MATERIAL FOR THIS TASK Block Start

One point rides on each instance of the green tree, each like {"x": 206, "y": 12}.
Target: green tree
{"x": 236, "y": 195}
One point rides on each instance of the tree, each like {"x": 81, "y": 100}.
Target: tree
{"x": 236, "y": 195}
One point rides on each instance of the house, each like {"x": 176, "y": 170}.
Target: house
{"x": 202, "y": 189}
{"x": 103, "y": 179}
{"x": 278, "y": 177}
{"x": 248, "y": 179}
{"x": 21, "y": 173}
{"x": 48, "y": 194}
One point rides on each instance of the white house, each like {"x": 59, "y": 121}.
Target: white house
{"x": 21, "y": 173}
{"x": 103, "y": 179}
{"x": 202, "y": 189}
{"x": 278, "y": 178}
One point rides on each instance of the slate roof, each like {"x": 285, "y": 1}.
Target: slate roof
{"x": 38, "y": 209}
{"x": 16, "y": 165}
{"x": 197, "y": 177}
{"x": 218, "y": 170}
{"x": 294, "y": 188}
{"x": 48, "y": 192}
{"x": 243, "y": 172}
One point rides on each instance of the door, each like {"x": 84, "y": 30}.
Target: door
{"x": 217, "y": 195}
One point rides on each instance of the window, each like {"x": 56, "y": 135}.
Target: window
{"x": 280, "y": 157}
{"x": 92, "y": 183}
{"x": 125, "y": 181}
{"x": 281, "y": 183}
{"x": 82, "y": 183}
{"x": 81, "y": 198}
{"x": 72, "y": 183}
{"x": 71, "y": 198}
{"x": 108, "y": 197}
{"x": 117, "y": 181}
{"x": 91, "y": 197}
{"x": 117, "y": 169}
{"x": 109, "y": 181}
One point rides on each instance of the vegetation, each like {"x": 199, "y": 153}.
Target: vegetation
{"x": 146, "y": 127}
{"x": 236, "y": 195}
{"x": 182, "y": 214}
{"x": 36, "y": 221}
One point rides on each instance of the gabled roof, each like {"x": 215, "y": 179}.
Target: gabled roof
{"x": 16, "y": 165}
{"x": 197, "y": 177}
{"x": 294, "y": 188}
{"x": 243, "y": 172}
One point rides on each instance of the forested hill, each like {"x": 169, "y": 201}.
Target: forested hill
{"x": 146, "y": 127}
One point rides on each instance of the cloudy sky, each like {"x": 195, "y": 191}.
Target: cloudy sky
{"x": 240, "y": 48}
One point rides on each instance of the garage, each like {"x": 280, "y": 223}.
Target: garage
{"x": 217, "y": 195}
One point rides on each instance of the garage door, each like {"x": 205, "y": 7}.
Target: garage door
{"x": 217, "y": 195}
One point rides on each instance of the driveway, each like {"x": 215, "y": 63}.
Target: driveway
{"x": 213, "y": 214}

MATERIAL FOR THIS TASK Block End

WORK REQUIRED
Copy all the data. Match it exactly.

EXPECTED OUTPUT
One point rides on each instance of the green tree, each like {"x": 206, "y": 12}.
Target: green tree
{"x": 236, "y": 195}
One point rides on each instance of the tree, each like {"x": 81, "y": 100}.
Target: tree
{"x": 236, "y": 195}
One point rides on each instance of the house, each like {"x": 176, "y": 170}.
Target: house
{"x": 202, "y": 189}
{"x": 103, "y": 179}
{"x": 278, "y": 177}
{"x": 248, "y": 179}
{"x": 21, "y": 173}
{"x": 48, "y": 194}
One point rides on each instance of the white house, each like {"x": 59, "y": 121}.
Target: white house
{"x": 21, "y": 173}
{"x": 103, "y": 179}
{"x": 202, "y": 189}
{"x": 278, "y": 178}
One point rides on each instance of the slate roof, each like {"x": 285, "y": 1}.
Target: slate roof
{"x": 38, "y": 209}
{"x": 16, "y": 165}
{"x": 197, "y": 177}
{"x": 218, "y": 170}
{"x": 294, "y": 188}
{"x": 48, "y": 192}
{"x": 243, "y": 172}
One point rides on each instance of the door, each like {"x": 84, "y": 30}.
Target: door
{"x": 217, "y": 195}
One point rides on each instance of the window, each like {"x": 56, "y": 135}.
Target: window
{"x": 280, "y": 157}
{"x": 92, "y": 183}
{"x": 125, "y": 181}
{"x": 281, "y": 183}
{"x": 82, "y": 183}
{"x": 81, "y": 198}
{"x": 72, "y": 183}
{"x": 71, "y": 198}
{"x": 108, "y": 197}
{"x": 117, "y": 181}
{"x": 91, "y": 197}
{"x": 117, "y": 169}
{"x": 109, "y": 181}
One point rides on each instance of the vegetation, each like {"x": 199, "y": 153}.
Target: vegetation
{"x": 146, "y": 127}
{"x": 236, "y": 195}
{"x": 182, "y": 214}
{"x": 36, "y": 221}
One point rides on each instance of the gabled roof, each like {"x": 215, "y": 179}.
Target: gabled roof
{"x": 16, "y": 165}
{"x": 197, "y": 177}
{"x": 294, "y": 188}
{"x": 243, "y": 172}
One point rides on each instance of the forested hill, each like {"x": 169, "y": 201}.
Target: forested hill
{"x": 146, "y": 127}
One point rides on each instance of the cloudy sky, each like {"x": 195, "y": 191}.
Target: cloudy sky
{"x": 240, "y": 48}
One point rides on each instance of the garage, each like {"x": 280, "y": 223}.
Target: garage
{"x": 217, "y": 195}
One point rides on each instance of the garage door, each like {"x": 205, "y": 7}.
Target: garage door
{"x": 217, "y": 195}
One point rides on each instance of the driveway, each like {"x": 215, "y": 63}.
Target: driveway
{"x": 213, "y": 214}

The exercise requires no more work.